[EXERCISE] Copy out the data line by line exactly, from its start to the line bearing "335L694 326H673L668 335L658", inclusive.

___ SOURCE MATERIAL

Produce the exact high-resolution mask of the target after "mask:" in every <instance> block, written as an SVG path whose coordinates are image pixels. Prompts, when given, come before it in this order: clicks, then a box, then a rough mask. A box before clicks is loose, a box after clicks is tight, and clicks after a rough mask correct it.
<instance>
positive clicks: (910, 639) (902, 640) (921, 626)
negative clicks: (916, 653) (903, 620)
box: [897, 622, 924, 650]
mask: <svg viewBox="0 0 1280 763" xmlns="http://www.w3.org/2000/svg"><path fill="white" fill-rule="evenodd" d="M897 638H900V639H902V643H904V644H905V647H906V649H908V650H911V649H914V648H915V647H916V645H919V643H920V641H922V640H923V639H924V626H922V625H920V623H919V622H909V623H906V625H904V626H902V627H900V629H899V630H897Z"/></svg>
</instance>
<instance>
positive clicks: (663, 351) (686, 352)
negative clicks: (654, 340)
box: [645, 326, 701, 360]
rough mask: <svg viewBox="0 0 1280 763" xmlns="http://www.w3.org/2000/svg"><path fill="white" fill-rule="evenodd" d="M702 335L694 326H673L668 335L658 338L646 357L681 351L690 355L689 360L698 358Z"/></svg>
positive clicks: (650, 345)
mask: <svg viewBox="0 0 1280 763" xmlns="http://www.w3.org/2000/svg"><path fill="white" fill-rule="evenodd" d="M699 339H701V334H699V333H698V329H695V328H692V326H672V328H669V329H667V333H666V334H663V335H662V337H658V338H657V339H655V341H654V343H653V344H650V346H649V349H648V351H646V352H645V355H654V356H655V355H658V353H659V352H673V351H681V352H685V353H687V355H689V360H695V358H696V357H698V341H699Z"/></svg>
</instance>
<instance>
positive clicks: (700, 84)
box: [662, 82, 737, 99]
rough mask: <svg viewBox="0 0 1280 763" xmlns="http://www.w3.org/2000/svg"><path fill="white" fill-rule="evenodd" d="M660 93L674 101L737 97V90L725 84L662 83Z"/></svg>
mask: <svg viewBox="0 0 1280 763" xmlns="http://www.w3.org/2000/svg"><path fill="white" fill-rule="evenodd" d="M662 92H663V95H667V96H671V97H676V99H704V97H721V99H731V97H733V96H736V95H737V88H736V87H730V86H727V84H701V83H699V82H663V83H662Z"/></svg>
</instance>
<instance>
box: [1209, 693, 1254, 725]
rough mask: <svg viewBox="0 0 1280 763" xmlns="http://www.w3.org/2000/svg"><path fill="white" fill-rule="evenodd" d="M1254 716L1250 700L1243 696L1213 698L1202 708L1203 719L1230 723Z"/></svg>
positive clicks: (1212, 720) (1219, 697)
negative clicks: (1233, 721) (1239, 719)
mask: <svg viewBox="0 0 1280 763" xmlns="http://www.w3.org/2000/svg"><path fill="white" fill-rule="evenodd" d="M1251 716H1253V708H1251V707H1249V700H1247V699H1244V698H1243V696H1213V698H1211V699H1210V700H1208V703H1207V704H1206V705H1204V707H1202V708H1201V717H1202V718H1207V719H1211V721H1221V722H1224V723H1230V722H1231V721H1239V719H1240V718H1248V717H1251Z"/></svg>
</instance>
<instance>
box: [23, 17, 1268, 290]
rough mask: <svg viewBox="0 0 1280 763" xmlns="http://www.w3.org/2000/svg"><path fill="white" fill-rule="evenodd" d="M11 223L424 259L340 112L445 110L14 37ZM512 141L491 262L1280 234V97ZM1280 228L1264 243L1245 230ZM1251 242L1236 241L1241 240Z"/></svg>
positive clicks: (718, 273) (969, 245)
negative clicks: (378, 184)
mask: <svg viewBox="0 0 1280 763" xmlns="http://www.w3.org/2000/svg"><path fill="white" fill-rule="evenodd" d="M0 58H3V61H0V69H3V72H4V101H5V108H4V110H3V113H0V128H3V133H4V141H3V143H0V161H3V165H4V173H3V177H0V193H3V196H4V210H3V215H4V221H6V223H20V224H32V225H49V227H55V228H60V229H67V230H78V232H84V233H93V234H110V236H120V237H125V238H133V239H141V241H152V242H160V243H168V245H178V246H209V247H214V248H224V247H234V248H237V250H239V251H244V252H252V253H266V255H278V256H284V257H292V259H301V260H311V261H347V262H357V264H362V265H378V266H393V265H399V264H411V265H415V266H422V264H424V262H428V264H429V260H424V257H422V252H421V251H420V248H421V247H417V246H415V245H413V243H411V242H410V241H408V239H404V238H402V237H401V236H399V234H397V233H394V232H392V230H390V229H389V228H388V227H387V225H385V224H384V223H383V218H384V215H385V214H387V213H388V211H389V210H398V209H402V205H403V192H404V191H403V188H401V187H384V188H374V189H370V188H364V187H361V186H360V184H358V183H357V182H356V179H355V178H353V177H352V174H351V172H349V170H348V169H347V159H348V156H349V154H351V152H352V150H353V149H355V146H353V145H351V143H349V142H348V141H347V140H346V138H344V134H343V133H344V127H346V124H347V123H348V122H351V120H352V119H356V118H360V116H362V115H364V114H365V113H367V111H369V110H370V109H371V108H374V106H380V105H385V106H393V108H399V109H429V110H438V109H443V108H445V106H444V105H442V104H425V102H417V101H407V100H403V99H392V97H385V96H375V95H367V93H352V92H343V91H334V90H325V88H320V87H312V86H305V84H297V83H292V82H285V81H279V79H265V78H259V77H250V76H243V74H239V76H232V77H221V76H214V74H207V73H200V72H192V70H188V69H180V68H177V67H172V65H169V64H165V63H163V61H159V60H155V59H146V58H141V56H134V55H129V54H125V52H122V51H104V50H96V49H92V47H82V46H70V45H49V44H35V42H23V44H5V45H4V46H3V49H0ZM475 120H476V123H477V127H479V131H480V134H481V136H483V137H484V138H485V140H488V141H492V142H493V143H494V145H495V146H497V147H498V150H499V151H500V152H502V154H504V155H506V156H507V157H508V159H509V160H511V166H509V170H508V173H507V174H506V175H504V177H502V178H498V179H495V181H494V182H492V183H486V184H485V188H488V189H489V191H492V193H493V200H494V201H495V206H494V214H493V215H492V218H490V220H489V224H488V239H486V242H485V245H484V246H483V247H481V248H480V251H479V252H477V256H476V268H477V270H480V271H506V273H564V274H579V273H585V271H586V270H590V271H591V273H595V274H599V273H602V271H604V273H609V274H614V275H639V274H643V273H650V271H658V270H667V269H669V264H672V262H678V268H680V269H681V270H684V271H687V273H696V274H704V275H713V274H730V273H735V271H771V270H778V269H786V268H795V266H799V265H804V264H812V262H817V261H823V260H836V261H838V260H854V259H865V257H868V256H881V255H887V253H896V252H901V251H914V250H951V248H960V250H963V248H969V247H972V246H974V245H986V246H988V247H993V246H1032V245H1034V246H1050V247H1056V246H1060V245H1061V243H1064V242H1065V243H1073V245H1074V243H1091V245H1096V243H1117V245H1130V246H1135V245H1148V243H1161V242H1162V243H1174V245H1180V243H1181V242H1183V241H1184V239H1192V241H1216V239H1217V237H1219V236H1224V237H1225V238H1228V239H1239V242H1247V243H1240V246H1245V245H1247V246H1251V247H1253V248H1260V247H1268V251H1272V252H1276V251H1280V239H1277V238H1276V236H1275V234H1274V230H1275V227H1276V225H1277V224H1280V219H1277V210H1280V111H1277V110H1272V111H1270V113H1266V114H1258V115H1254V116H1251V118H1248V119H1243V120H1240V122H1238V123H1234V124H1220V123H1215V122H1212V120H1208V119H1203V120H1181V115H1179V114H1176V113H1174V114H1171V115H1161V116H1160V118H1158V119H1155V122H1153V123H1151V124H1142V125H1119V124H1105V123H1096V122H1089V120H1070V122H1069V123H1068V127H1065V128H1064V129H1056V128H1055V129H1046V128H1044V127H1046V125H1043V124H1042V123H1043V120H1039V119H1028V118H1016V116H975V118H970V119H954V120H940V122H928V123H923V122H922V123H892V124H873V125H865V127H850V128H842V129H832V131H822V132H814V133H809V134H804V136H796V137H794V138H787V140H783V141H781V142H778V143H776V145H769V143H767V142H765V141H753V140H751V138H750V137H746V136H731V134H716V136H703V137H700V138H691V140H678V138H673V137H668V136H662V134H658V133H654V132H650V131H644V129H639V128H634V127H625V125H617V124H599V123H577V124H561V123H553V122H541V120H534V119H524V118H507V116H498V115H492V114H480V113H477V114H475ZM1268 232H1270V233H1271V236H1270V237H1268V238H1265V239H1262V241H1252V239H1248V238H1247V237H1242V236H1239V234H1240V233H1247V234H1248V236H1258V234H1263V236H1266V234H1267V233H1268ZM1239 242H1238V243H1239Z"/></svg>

______

[ANSWER FOR THIS EXERCISE]
Produce the exact high-resolution mask of the target after "mask:" in every <instance> block, written as an SVG path whose coordinates are image pixels. Prompts, when given, come before it in this order: clicks, then a box, then a rough mask. A box before clicks is loose, a box after clicks is tight, and clicks after a rough mask correct it.
<instance>
positive clicks: (910, 639) (902, 640) (921, 626)
negative clicks: (916, 653) (903, 620)
box: [897, 622, 924, 650]
mask: <svg viewBox="0 0 1280 763" xmlns="http://www.w3.org/2000/svg"><path fill="white" fill-rule="evenodd" d="M897 638H900V639H902V643H904V644H905V647H906V649H908V650H911V649H914V648H915V647H916V645H919V643H920V641H922V640H923V639H924V626H922V625H920V623H919V622H909V623H906V625H904V626H902V627H900V629H899V630H897Z"/></svg>
</instance>
<instance>
positive clicks: (663, 351) (686, 352)
negative clicks: (654, 340)
box: [645, 326, 701, 360]
rough mask: <svg viewBox="0 0 1280 763" xmlns="http://www.w3.org/2000/svg"><path fill="white" fill-rule="evenodd" d="M702 335L694 326H673L668 335L658 338L646 357L681 351L690 355L689 360L698 358Z"/></svg>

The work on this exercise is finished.